Punkteinträge zu benannten Objekten:

%%

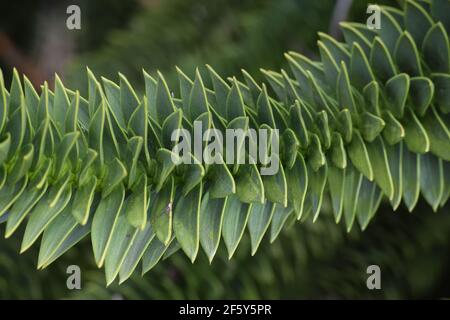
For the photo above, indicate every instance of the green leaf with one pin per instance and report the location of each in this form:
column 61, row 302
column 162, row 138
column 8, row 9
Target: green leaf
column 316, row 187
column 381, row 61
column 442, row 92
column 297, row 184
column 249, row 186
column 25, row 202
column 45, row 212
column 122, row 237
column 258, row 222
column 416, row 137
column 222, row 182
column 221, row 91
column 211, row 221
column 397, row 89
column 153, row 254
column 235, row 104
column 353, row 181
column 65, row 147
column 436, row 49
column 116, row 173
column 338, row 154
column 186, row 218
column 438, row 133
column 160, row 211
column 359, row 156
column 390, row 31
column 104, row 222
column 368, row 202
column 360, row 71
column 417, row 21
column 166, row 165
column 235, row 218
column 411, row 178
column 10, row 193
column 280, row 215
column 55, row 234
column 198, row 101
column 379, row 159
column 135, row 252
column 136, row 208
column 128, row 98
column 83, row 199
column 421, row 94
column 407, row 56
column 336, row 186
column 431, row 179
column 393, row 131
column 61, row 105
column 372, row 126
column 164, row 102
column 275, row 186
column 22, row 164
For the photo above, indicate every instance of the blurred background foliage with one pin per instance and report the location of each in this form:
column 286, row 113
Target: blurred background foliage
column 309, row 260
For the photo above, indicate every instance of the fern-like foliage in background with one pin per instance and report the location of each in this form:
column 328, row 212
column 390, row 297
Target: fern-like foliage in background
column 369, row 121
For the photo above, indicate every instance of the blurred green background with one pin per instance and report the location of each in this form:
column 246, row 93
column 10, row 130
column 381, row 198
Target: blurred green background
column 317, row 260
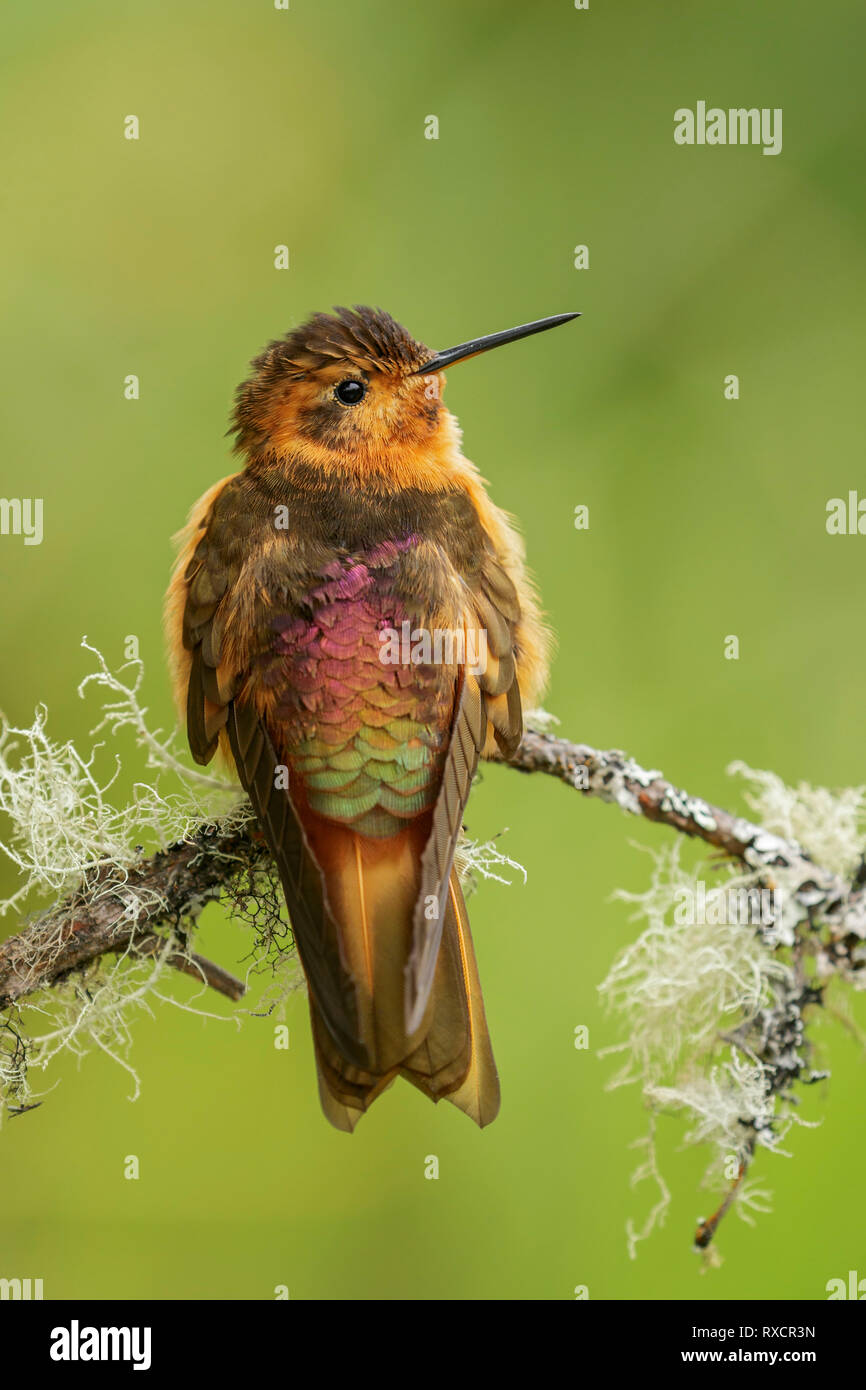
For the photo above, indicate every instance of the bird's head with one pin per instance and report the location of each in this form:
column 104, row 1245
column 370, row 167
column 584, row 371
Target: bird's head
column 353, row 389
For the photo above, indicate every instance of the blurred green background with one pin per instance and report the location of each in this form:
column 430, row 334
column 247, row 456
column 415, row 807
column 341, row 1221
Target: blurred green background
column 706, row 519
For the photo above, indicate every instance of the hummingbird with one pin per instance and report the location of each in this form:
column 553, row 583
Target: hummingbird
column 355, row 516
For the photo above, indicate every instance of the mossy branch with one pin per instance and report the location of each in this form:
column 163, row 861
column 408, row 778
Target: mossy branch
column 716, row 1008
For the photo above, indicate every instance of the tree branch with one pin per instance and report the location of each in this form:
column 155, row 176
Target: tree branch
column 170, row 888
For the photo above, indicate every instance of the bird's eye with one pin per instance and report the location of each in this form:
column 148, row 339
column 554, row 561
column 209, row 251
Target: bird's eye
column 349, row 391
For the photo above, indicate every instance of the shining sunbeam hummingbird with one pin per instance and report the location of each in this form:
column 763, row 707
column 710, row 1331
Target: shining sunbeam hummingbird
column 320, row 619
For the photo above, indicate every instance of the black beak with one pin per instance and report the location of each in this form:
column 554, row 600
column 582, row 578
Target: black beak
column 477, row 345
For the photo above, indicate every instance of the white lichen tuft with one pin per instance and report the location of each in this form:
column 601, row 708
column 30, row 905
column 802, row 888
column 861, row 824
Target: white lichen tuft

%%

▸ **Gestellte Aufgabe**: Entnimm sämtliche Zeilen oben wortgetreu und ohne Änderung. Lass die Bilder in deiner Antwort weg.

▸ **Lösung der Aufgabe**:
For the photo above, indicate every instance of the green leaf with one pin per instance and report the location of each in this form:
column 61, row 302
column 162, row 138
column 8, row 9
Target: green leaf
column 316, row 187
column 381, row 61
column 442, row 92
column 297, row 184
column 249, row 186
column 25, row 202
column 45, row 212
column 122, row 237
column 258, row 222
column 416, row 137
column 222, row 182
column 221, row 91
column 211, row 221
column 397, row 89
column 153, row 254
column 235, row 104
column 353, row 181
column 65, row 147
column 436, row 49
column 116, row 173
column 338, row 154
column 186, row 218
column 438, row 133
column 160, row 211
column 359, row 156
column 390, row 31
column 104, row 222
column 368, row 202
column 360, row 71
column 417, row 21
column 166, row 165
column 235, row 218
column 411, row 178
column 10, row 193
column 280, row 215
column 55, row 234
column 198, row 101
column 379, row 159
column 135, row 252
column 136, row 208
column 128, row 98
column 83, row 199
column 421, row 94
column 407, row 56
column 336, row 186
column 431, row 179
column 393, row 131
column 61, row 105
column 372, row 126
column 164, row 102
column 275, row 186
column 22, row 164
For the photo above, indicate every instance of the blurred background foliage with one pin per instance and report the location of each in this form:
column 286, row 113
Target: blurred background foliage
column 309, row 260
For the photo above, indicate every instance of the fern-like foliage in background with one pin per instance and report the location of each in this form:
column 328, row 212
column 390, row 297
Target: fern-like foliage in background
column 369, row 121
For the photo above, indicate every instance of the blurred green background with one pin per instance and report the location of each in this form:
column 246, row 93
column 10, row 130
column 381, row 198
Target: blurred green background
column 317, row 260
For the photo above, indicate every instance of the bird's head with one pin per instance and report the location of each in this form:
column 104, row 1245
column 370, row 167
column 584, row 371
Target: bird's head
column 353, row 389
For the photo above, indicate every instance of the blurred green background with one pin per instance and report the location of each in this form:
column 430, row 334
column 247, row 456
column 415, row 807
column 341, row 1221
Target: blurred green background
column 706, row 519
For the photo above, indicate every instance of the hummingbird with one pin per instance and report the location of each in this form:
column 553, row 583
Target: hummingbird
column 355, row 516
For the photo above, indicate every instance of the mossy branch with one pin per instance and report the location of each in this form:
column 163, row 861
column 408, row 778
Target: mossy branch
column 716, row 1008
For the photo above, indicate every instance of the tree branch with one pin per instance and report the location of each in this form:
column 155, row 176
Target: tree branch
column 170, row 888
For the photo above, indicate every instance of the bird's eye with one pin per instance and report the location of each in this form:
column 148, row 339
column 554, row 561
column 209, row 251
Target: bird's eye
column 349, row 391
For the photo above, indicate every instance of the shining sunbeam hummingbird with one pin per instance and report the location of each in this form:
column 763, row 707
column 710, row 1331
Target: shining sunbeam hummingbird
column 320, row 619
For the photo above, indicate every instance of the black beak with one pin per instance and report the location of each in this form:
column 554, row 600
column 582, row 578
Target: black beak
column 477, row 345
For the photo above, indicate every instance of the white lichen tuft with one pin per instance and report the location of each in this form:
column 601, row 708
column 30, row 905
column 802, row 888
column 861, row 824
Target: white lichen tuft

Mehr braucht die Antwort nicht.